▶ [Consigna] Determina cuántas líneas de los datos contienen la cadena "blurred", distinguiendo entre mayúsculas y minúsculas. Indica únicamente el número.

▶ [Datos proporcionados]
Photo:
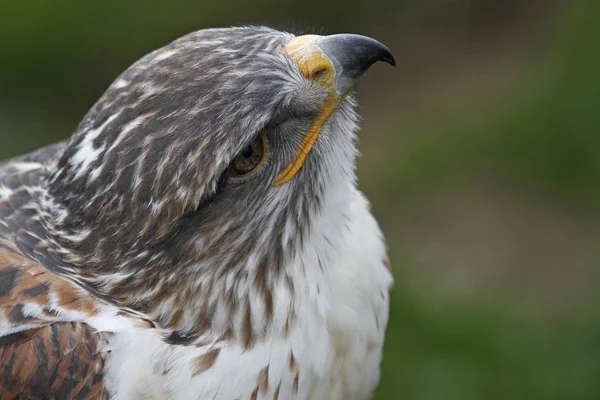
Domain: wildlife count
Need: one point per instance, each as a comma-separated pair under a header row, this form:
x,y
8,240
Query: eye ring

--

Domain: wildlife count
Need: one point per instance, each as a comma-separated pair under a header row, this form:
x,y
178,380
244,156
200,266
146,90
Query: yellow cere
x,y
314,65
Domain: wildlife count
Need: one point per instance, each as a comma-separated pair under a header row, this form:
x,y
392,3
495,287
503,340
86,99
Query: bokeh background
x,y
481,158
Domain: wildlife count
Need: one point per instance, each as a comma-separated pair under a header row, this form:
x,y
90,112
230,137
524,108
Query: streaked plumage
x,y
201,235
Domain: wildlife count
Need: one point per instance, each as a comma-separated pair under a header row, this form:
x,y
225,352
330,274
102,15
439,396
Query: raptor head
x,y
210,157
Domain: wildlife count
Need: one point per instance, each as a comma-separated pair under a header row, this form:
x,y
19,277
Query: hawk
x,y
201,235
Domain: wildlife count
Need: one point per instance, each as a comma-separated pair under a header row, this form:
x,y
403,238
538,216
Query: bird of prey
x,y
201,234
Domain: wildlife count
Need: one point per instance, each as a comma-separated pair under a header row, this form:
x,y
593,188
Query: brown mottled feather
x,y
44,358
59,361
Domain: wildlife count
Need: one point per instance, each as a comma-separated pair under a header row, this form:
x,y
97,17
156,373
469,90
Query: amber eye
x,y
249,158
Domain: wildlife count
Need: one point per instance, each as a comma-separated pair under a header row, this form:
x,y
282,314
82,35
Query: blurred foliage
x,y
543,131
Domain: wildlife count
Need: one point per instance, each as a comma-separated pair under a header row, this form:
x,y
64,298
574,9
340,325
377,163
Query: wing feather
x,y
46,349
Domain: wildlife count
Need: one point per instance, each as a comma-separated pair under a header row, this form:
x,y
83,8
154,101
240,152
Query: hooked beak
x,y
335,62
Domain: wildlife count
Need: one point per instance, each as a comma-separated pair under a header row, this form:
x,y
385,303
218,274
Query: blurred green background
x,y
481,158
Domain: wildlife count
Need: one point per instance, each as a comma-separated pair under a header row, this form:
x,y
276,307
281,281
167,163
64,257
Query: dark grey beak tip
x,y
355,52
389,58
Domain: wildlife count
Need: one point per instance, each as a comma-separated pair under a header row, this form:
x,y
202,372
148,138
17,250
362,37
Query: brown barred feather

▶ [Respuesta] 2